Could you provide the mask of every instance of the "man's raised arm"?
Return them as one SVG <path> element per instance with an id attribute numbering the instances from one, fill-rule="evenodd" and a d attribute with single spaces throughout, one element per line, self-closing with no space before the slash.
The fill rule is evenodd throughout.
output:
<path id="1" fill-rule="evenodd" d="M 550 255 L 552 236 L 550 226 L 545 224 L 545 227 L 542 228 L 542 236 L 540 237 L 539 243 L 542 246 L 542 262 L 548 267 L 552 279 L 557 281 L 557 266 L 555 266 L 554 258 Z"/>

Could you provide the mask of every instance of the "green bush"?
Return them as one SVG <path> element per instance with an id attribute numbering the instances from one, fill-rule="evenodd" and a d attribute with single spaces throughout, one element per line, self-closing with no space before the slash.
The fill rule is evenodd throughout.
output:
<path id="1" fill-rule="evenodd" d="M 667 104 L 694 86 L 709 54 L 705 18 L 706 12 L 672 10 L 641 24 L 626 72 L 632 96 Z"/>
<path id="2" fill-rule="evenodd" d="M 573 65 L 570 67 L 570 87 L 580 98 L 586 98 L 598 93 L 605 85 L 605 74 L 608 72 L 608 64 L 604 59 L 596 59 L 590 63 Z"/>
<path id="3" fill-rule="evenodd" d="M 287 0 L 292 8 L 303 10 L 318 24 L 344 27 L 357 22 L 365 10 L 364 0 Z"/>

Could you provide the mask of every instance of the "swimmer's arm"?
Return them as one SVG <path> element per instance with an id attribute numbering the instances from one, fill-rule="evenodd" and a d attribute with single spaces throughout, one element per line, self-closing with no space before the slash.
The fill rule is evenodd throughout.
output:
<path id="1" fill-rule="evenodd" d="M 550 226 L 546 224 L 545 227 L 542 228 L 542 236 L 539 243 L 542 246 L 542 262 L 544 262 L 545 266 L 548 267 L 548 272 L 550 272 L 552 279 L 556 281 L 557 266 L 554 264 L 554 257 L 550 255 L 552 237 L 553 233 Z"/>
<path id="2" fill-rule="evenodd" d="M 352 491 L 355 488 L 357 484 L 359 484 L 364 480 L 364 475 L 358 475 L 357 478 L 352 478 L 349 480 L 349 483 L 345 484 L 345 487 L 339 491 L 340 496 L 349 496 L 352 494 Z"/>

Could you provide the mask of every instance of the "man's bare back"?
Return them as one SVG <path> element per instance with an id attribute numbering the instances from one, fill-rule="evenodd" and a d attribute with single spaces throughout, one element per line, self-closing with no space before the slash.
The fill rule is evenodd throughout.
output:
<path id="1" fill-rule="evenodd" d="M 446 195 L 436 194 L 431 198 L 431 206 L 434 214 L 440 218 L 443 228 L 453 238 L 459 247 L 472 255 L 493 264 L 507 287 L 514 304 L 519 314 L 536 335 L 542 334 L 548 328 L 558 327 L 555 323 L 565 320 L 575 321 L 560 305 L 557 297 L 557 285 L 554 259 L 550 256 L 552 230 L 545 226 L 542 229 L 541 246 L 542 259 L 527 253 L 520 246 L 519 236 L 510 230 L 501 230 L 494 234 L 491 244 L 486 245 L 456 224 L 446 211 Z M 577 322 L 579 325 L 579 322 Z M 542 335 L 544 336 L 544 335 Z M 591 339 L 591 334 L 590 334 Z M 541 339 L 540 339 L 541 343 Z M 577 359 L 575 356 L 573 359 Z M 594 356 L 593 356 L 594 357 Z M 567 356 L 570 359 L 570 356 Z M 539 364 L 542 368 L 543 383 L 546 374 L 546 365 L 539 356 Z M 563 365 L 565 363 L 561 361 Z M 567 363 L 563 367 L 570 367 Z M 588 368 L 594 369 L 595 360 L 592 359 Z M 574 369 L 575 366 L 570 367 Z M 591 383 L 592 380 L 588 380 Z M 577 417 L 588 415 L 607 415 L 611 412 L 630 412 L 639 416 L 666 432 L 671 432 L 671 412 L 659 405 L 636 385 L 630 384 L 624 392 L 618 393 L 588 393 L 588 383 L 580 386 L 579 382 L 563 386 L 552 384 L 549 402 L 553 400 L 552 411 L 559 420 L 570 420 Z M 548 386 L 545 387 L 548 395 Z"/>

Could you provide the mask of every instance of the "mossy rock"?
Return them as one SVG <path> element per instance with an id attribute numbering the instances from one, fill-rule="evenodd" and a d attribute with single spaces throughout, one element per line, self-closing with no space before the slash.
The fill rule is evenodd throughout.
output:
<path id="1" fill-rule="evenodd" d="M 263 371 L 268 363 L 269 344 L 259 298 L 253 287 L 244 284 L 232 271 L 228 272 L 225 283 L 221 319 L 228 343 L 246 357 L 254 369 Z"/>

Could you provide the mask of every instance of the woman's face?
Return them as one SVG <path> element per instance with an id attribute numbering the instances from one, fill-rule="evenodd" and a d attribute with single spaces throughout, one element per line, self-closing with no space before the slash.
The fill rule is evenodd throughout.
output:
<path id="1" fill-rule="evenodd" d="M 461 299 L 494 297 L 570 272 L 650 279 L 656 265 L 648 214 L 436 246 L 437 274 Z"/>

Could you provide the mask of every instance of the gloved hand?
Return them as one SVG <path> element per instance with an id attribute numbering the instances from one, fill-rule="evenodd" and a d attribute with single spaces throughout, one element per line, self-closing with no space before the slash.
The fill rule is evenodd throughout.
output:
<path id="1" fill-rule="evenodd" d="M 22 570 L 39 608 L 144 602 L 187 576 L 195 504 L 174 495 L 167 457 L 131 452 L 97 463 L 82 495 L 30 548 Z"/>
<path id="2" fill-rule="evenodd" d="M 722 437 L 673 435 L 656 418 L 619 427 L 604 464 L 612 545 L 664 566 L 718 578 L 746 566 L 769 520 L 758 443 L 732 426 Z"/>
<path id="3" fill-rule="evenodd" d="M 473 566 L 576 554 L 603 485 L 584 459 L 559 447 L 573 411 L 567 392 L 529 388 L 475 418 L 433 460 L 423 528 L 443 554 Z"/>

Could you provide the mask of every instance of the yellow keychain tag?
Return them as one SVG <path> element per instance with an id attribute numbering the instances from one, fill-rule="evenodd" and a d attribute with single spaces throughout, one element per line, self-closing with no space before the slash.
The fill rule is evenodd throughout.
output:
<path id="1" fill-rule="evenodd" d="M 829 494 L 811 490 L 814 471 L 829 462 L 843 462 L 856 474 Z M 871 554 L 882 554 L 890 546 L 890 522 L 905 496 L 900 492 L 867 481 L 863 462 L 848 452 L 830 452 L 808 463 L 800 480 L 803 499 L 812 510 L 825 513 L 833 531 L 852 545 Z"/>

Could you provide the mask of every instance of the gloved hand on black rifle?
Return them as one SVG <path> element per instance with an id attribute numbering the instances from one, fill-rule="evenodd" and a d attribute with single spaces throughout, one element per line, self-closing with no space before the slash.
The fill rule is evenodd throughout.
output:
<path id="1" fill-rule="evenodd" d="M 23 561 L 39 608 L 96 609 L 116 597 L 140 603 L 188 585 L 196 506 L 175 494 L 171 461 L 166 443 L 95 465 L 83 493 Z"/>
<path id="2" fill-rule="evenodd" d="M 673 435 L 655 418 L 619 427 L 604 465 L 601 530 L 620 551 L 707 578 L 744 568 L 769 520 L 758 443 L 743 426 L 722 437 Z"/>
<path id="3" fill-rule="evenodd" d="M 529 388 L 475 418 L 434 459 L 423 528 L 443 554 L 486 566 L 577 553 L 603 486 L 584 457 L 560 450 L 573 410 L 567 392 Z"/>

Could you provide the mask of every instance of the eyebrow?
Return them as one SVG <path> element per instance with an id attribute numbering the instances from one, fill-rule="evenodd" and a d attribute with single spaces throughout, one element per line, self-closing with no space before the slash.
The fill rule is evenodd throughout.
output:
== == ==
_WHAT YOU SHOULD DO:_ Can you recast all of the lines above as a numbered list, leaving out the blank lines?

_EXERCISE OUTPUT:_
1. Could you provide the mask of every instance of the "man's raised arm"?
2. Return them as one SVG <path> element per instance with an id attribute numbering the instances from one, fill-rule="evenodd" and a d attribute with single spaces throughout, one element per line, self-closing with no space before the slash.
3. The fill rule is evenodd throughout.
4. output:
5. <path id="1" fill-rule="evenodd" d="M 550 255 L 552 236 L 550 226 L 545 224 L 545 227 L 542 228 L 542 236 L 540 237 L 539 243 L 542 246 L 542 262 L 548 267 L 552 279 L 557 281 L 557 266 L 555 266 L 554 258 Z"/>
6. Could you provide the mask of every instance of the "green bush"?
7. Return them as one SVG <path> element per instance with an id attribute numbering the instances from one, fill-rule="evenodd" and a d attribute with single spaces throughout, one element per line, self-closing with no space before the slash.
8. The fill rule is evenodd throughout.
9. output:
10. <path id="1" fill-rule="evenodd" d="M 667 104 L 694 86 L 709 54 L 705 18 L 706 12 L 672 10 L 641 24 L 626 72 L 632 96 Z"/>
11. <path id="2" fill-rule="evenodd" d="M 573 65 L 570 67 L 570 87 L 580 98 L 586 98 L 598 93 L 605 85 L 605 74 L 608 72 L 608 64 L 604 59 L 596 59 L 590 63 Z"/>
12. <path id="3" fill-rule="evenodd" d="M 287 0 L 292 8 L 303 10 L 318 24 L 344 27 L 357 22 L 365 10 L 364 0 Z"/>
13. Could you provide the mask of every instance of the "swimmer's arm"?
14. Return them as one SVG <path> element per instance with an id attribute numbering the instances from one, fill-rule="evenodd" and a d attribute with single spaces throughout, one element per line, self-closing with no space before the slash.
15. The fill rule is evenodd throughout.
16. output:
17. <path id="1" fill-rule="evenodd" d="M 550 226 L 546 224 L 545 227 L 542 228 L 542 236 L 539 243 L 542 246 L 542 262 L 544 262 L 545 266 L 548 267 L 548 272 L 550 272 L 552 279 L 556 281 L 557 266 L 554 264 L 554 257 L 550 255 L 552 237 L 553 233 Z"/>
18. <path id="2" fill-rule="evenodd" d="M 352 491 L 355 488 L 357 484 L 359 484 L 364 480 L 364 475 L 358 475 L 357 478 L 352 478 L 349 480 L 349 483 L 345 484 L 345 487 L 339 491 L 340 496 L 349 496 L 352 494 Z"/>
19. Could you provide the mask of every instance of the "man's bare back"?
20. Return them as one SVG <path> element per instance with an id attribute numbering the instances from one, fill-rule="evenodd" and a d attribute with single spaces throughout, one element per line, self-closing with no space before the slash.
21. The fill rule is evenodd throughout.
22. output:
23. <path id="1" fill-rule="evenodd" d="M 446 195 L 436 194 L 431 198 L 431 206 L 434 214 L 440 218 L 443 228 L 453 238 L 459 247 L 472 255 L 493 264 L 507 287 L 514 304 L 519 314 L 536 335 L 542 334 L 548 328 L 558 327 L 555 323 L 565 320 L 575 321 L 560 305 L 557 297 L 557 285 L 554 259 L 550 256 L 552 230 L 545 226 L 542 229 L 541 246 L 542 259 L 527 253 L 520 246 L 519 236 L 510 230 L 501 230 L 494 234 L 491 244 L 486 245 L 456 224 L 446 211 Z M 577 322 L 579 325 L 579 322 Z M 542 335 L 544 336 L 544 335 Z M 591 339 L 591 334 L 590 334 Z M 541 339 L 540 339 L 541 343 Z M 577 359 L 575 356 L 573 359 Z M 594 356 L 593 356 L 594 357 Z M 567 356 L 570 359 L 570 356 Z M 539 364 L 542 368 L 543 383 L 546 374 L 546 365 L 539 356 Z M 563 365 L 565 363 L 561 361 Z M 567 363 L 563 367 L 570 367 Z M 588 368 L 594 369 L 595 360 L 592 359 Z M 574 369 L 575 366 L 570 367 Z M 591 383 L 592 380 L 588 380 Z M 577 417 L 588 415 L 607 415 L 611 412 L 630 412 L 639 416 L 666 432 L 671 432 L 671 412 L 659 405 L 636 385 L 630 384 L 624 392 L 618 393 L 588 393 L 588 383 L 580 386 L 579 382 L 563 386 L 552 384 L 549 402 L 553 400 L 552 411 L 559 420 L 570 420 Z M 548 386 L 545 387 L 548 395 Z"/>
24. Could you provide the mask of every instance of the "mossy rock"?
25. Return them as one SVG <path> element per instance with an id attribute numbering the instances from one, fill-rule="evenodd" and a d attribute with single spaces throughout, one element per line, self-closing with no space before the slash.
26. The fill rule is evenodd throughout.
27. output:
28. <path id="1" fill-rule="evenodd" d="M 263 371 L 268 363 L 269 344 L 259 298 L 253 287 L 244 284 L 232 271 L 228 272 L 225 283 L 221 319 L 228 343 L 246 357 L 254 369 Z"/>
29. Could you provide the mask of every instance of the woman's face?
30. Return them as one SVG <path> element per instance with an id attribute numbering the instances from one, fill-rule="evenodd" and a d attribute with single spaces throughout, one element per line, self-closing with no space before the slash.
31. The fill rule is evenodd throughout.
32. output:
33. <path id="1" fill-rule="evenodd" d="M 461 299 L 494 297 L 570 272 L 650 279 L 656 265 L 648 214 L 436 246 L 437 274 Z"/>
34. Could you provide the mask of every instance of the gloved hand?
35. Return them as one SVG <path> element per instance with an id attribute numbering the instances from one, fill-rule="evenodd" and a d attribute with single spaces throughout, one element per line, self-closing with no space before the slash.
36. The fill rule is evenodd throughout.
37. output:
38. <path id="1" fill-rule="evenodd" d="M 22 570 L 39 608 L 144 602 L 187 576 L 195 504 L 174 495 L 167 457 L 131 452 L 97 463 L 82 495 L 30 548 Z"/>
39. <path id="2" fill-rule="evenodd" d="M 722 437 L 673 435 L 656 418 L 619 427 L 604 464 L 612 545 L 664 566 L 718 578 L 746 566 L 769 520 L 758 443 L 732 426 Z"/>
40. <path id="3" fill-rule="evenodd" d="M 473 566 L 576 554 L 603 485 L 584 459 L 559 447 L 573 411 L 567 392 L 529 388 L 475 418 L 433 460 L 423 528 L 443 554 Z"/>
41. Could you provide the mask of every instance of the yellow keychain tag?
42. Return them as one SVG <path> element per instance with an id attribute numbering the instances from one, fill-rule="evenodd" and a d attribute with single spaces throughout, one element per line, self-closing with no space before the slash.
43. The fill rule is evenodd throughout.
44. output:
45. <path id="1" fill-rule="evenodd" d="M 829 494 L 811 490 L 814 471 L 829 462 L 843 462 L 856 474 Z M 871 554 L 882 554 L 890 546 L 890 522 L 905 496 L 900 492 L 867 481 L 863 462 L 848 452 L 830 452 L 808 463 L 800 480 L 803 499 L 812 510 L 825 513 L 833 531 L 852 545 Z"/>
46. Could you provide the mask of every instance of the gloved hand on black rifle?
47. Return them as one SVG <path> element per instance with an id attribute numbering the instances from one, fill-rule="evenodd" and a d attribute with single spaces throughout, one element per line, self-closing with no space before the slash.
48. The fill rule is evenodd throughout.
49. output:
50. <path id="1" fill-rule="evenodd" d="M 23 561 L 39 608 L 96 609 L 116 597 L 140 603 L 188 585 L 196 506 L 175 494 L 171 461 L 166 443 L 95 465 L 83 493 Z"/>
51. <path id="2" fill-rule="evenodd" d="M 673 435 L 655 418 L 619 427 L 604 465 L 601 530 L 620 551 L 707 578 L 744 568 L 769 520 L 758 443 L 743 426 L 722 437 Z"/>
52. <path id="3" fill-rule="evenodd" d="M 529 388 L 475 418 L 434 459 L 423 528 L 443 554 L 486 566 L 577 553 L 603 486 L 584 457 L 560 450 L 573 410 L 567 392 Z"/>
53. Could you provide the mask of every instance of the eyebrow?
54. Return them as one SVG <path> element per instance with an id attribute numbering the instances from one, fill-rule="evenodd" and a d attribute with single spaces throughout, one element per line, self-closing with no space before the slash.
55. The fill rule is evenodd throughout.
56. output:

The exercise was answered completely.